____ Text under study

3. Diacylglycerol Metabolism in Plants and Microorganisms
In plants and some microorganisms, sn-1,2-diacylglycerols are essential intermediates in the biosynthesis of glycerolipids, including many phospholipids and the mono- and digalactosyldiacylglycerols. By perturbing membrane structure, diacylglycerols may affect plant enzyme activity indirectly, but there appears to be limited evidence only for the existence of a diacylglycerol signalling pathway in higher plants. Only one enzyme related to the protein kinase C family tends to be found in plants (PKCδ) that might potentially be regulated, but no relevant receptor has been detected. Rather, diacylglycerols generated from phosphatidylcholine and phosphatidylethanolamine by the action of non-specific phospholipases C, six forms of which are known in Arabidopsis, are rapidly phosphorylated by diacylglycerol kinases to phosphatidic acid, and this is believed to be the key second messenger in plants. On the other hand, there is at least one phosphatidylinositol-specific phospholipase C that lacks the pleckstrin homology (PH) domain of the mammalian equivalents, and there is evidence that some stress conditions can be alleviated by the action of this enzyme. Incidentally, in addition to their action on phospholipids, two of the isoforms of non-specific phospholipases C hydrolyse the glycosidic bond in monogalactosyldiacylglycerols to produce diacylglycerols.
Other than signalling or acting as biosynthetic precursors, diacylglycerols produced by the action of phospholipase C may participate in remodelling of lipids in membranes, general lipid metabolism and cross-talk with other phospholipid signalling systems. There is a suggestion that the water-soluble product of phospholipase C, e.g. phosphorylcholine from phosphatidylcholine, rather than diacylglycerols may have signalling functions in plants.
Diacylglycerols are also formed in bacteria as a by-product of the biosynthesis of lipoteichoic acids and membrane-derived oligosaccharides from phosphatidylglycerol. In addition, enzymes with phospholipases C activity have been identified in bacteria, and these have a wide range of substrate specificities and are often toxins in animal hosts. However, phospholipids in prokaryotes are produced almost entirely via the CDP-diacylglycerol pathway rather than from diacylglycerol intermediates.

________
____ Excerpted records

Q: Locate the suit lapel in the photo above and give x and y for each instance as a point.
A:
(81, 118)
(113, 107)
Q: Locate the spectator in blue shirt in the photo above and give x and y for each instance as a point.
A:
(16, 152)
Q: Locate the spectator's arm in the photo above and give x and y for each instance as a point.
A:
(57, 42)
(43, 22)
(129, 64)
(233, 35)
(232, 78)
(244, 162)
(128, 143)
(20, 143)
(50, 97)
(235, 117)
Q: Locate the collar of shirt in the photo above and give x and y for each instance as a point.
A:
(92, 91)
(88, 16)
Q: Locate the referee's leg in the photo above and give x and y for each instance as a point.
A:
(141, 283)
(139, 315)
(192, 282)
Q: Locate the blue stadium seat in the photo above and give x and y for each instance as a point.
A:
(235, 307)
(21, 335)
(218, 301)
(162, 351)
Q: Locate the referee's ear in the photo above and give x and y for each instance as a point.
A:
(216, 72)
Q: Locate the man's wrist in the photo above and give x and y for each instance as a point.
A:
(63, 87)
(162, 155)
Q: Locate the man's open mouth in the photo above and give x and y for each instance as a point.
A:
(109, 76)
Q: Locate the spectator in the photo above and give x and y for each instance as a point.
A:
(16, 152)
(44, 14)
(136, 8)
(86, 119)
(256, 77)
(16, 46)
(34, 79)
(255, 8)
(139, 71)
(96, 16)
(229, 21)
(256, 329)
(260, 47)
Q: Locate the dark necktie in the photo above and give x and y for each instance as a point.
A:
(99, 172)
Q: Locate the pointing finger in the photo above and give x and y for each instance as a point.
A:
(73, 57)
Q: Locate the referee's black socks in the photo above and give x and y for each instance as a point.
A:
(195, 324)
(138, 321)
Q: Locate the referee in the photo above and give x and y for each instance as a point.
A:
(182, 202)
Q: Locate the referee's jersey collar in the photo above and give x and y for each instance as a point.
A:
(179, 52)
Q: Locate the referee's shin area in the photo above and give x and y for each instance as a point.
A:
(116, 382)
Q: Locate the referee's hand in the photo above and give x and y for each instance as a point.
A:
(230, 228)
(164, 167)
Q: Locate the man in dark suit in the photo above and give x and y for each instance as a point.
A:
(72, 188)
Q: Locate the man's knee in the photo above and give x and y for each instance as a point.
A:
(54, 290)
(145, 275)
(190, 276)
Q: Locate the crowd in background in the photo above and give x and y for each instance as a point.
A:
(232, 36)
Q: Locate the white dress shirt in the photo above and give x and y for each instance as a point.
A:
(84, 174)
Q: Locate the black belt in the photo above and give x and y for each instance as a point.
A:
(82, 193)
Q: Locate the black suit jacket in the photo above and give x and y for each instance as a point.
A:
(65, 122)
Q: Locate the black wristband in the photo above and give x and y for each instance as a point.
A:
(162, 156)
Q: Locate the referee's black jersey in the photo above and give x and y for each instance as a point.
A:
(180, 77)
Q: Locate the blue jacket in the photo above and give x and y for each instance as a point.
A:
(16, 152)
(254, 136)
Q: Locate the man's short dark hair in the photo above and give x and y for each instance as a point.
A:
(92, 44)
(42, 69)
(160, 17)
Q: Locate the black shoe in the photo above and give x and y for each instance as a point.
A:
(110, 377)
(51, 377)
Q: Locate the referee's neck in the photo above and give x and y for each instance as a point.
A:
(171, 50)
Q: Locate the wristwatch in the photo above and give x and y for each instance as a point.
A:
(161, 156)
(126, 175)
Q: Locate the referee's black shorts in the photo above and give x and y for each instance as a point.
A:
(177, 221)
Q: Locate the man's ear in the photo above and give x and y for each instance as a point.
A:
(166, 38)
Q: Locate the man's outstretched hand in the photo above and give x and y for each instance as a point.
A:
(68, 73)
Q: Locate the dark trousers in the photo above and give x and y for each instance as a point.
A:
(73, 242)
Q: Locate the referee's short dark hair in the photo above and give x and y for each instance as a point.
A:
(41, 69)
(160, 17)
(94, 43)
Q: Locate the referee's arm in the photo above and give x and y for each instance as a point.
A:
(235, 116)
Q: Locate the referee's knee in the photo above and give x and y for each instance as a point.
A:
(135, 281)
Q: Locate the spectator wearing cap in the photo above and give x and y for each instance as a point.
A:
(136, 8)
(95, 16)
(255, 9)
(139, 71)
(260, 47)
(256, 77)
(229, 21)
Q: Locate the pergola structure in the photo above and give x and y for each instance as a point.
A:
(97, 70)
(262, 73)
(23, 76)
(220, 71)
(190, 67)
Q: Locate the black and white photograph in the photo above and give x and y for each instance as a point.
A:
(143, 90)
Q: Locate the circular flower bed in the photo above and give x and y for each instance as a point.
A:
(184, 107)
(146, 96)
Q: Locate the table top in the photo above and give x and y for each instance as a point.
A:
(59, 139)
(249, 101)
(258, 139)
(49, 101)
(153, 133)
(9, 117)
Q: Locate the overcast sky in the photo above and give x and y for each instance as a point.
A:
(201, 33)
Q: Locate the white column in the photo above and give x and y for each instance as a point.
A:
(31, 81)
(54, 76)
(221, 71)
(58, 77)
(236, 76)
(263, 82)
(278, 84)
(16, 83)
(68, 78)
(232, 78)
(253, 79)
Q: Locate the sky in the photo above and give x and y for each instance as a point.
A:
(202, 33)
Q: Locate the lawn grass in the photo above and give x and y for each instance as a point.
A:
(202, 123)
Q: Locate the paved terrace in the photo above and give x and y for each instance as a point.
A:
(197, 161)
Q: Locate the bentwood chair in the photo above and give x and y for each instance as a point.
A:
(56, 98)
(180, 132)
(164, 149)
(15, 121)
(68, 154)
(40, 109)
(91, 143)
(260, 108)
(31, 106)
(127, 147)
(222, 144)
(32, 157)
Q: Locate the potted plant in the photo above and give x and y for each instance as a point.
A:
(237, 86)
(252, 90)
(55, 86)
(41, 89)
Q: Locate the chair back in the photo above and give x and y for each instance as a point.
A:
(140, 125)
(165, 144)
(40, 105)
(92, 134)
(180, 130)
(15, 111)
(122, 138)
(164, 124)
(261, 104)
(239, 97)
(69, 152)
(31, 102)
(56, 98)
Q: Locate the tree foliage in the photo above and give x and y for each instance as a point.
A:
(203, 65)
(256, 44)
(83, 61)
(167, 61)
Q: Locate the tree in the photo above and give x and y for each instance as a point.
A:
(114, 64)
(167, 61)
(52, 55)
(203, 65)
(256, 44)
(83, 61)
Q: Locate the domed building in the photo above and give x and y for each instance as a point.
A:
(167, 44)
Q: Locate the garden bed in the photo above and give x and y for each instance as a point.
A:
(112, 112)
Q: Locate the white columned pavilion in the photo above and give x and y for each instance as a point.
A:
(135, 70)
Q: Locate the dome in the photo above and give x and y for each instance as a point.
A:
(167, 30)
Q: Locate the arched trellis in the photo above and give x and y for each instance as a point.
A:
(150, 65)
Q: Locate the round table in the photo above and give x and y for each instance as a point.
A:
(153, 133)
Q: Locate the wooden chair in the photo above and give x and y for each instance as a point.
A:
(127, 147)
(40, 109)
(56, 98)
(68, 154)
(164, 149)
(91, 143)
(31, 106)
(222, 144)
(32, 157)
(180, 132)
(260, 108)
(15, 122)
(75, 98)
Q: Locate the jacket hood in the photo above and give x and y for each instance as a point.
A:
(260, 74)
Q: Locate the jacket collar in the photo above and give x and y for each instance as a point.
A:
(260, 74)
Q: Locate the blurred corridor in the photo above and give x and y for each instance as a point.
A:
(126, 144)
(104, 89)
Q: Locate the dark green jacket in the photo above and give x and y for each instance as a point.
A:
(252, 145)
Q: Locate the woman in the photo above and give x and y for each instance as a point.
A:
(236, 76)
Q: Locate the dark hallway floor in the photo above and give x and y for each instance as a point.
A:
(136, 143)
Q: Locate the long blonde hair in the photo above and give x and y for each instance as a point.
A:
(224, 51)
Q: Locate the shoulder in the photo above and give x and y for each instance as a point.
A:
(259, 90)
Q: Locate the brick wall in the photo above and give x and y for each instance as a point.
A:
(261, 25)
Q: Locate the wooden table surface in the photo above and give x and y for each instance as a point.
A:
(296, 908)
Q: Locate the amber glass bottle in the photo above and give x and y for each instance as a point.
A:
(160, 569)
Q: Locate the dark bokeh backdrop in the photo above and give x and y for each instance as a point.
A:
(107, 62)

________

= Task objective =
Switch "bacteria" to "microbes" in the stretch of the diacylglycerol text that begins at the words "Diacylglycerols are also" and stops after "from diacylglycerol intermediates.", then write out that stretch. These records were drawn from a separate source.

= Output for this task =
Diacylglycerols are also formed in microbes as a by-product of the biosynthesis of lipoteichoic acids and membrane-derived oligosaccharides from phosphatidylglycerol. In addition, enzymes with phospholipases C activity have been identified in microbes, and these have a wide range of substrate specificities and are often toxins in animal hosts. However, phospholipids in prokaryotes are produced almost entirely via the CDP-diacylglycerol pathway rather than from diacylglycerol intermediates.